## DEINE AUFGABE
Wähle aus den Einträgen unten jede Zeile aus, in der das Wort „window“ vorkommt, und schreib diese Zeilen unverändert ab.

=-=-=

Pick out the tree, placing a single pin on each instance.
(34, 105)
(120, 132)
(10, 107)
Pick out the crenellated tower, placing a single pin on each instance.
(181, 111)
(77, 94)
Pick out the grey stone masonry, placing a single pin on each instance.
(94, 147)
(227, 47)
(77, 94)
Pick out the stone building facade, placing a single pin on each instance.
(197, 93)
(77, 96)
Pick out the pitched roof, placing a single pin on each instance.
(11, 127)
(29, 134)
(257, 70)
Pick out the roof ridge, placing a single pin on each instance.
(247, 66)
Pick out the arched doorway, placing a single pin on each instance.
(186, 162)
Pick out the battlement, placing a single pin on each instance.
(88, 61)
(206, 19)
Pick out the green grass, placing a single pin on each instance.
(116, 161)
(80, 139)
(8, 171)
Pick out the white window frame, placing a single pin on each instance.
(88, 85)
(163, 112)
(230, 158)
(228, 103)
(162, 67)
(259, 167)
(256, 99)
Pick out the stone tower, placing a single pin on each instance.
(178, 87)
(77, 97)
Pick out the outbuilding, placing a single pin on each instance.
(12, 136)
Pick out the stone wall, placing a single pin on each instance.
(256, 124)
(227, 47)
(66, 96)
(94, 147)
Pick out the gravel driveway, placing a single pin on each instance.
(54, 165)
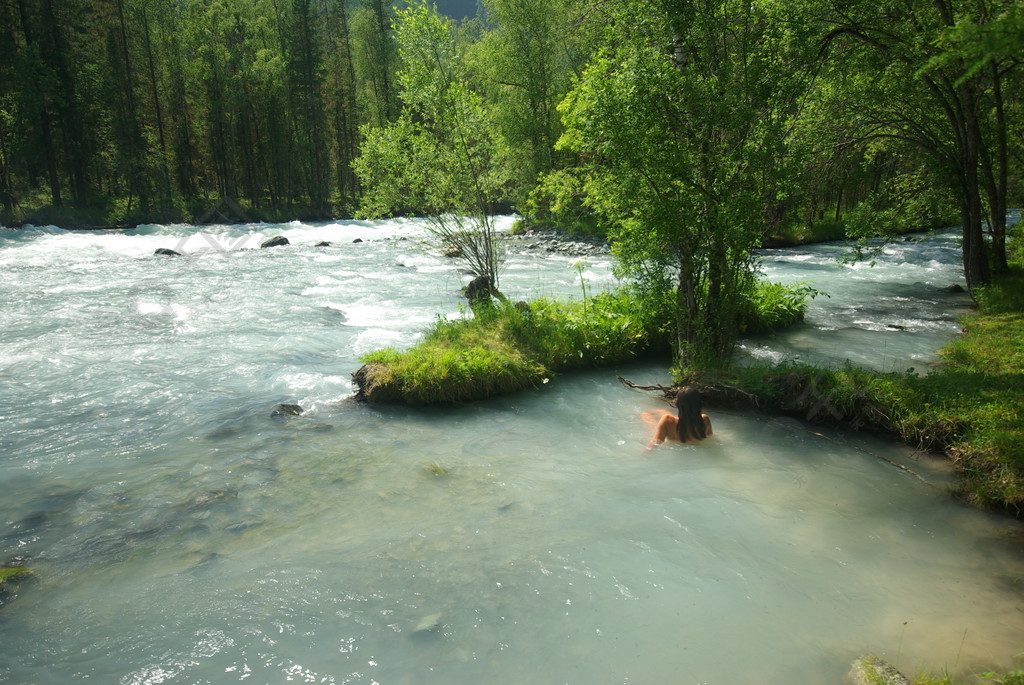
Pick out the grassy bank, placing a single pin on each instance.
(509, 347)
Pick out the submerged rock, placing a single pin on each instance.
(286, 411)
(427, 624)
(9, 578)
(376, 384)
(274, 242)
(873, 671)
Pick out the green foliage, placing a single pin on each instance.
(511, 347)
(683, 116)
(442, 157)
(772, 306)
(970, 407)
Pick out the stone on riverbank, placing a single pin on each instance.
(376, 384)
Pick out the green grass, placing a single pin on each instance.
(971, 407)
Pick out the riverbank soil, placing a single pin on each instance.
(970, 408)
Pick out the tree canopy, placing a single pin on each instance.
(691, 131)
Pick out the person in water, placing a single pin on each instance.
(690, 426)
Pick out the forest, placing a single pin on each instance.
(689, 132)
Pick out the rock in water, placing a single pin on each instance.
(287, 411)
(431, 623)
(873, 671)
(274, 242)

=-=-=

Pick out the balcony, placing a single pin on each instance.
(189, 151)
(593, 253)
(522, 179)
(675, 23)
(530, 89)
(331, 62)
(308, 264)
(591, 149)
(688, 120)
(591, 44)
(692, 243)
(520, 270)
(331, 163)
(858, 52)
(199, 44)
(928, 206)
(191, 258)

=-=-=

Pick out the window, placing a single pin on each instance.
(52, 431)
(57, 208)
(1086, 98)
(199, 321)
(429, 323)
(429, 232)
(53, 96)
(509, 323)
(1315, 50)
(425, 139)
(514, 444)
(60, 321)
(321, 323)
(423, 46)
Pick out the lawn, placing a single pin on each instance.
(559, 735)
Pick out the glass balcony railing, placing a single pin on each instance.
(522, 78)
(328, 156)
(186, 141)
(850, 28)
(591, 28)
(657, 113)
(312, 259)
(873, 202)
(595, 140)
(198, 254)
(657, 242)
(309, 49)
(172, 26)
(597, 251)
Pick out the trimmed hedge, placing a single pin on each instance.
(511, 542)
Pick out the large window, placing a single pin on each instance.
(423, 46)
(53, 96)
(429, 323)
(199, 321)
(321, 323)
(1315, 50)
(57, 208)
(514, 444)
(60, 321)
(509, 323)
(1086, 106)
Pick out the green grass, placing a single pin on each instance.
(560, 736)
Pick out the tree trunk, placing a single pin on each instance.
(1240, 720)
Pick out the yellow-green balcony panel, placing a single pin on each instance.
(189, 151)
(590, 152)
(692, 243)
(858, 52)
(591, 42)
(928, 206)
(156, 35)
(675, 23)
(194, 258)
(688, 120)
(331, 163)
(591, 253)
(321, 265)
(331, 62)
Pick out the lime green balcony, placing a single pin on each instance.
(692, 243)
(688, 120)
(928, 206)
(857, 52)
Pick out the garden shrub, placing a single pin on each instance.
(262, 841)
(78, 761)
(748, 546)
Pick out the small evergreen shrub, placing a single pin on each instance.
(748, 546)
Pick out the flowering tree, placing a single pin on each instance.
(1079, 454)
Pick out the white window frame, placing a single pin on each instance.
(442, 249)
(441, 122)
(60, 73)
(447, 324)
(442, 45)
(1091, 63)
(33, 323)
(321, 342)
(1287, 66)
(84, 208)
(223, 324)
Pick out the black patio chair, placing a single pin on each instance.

=-=-=

## DIE ANTWORT
Pick out the white window frame, placing a single pin on each instance.
Pick out the window, placing a single pin on each instance.
Pick out the large window, placing a single pin on each instance.
Pick out the white window frame, placing a single pin on each instance.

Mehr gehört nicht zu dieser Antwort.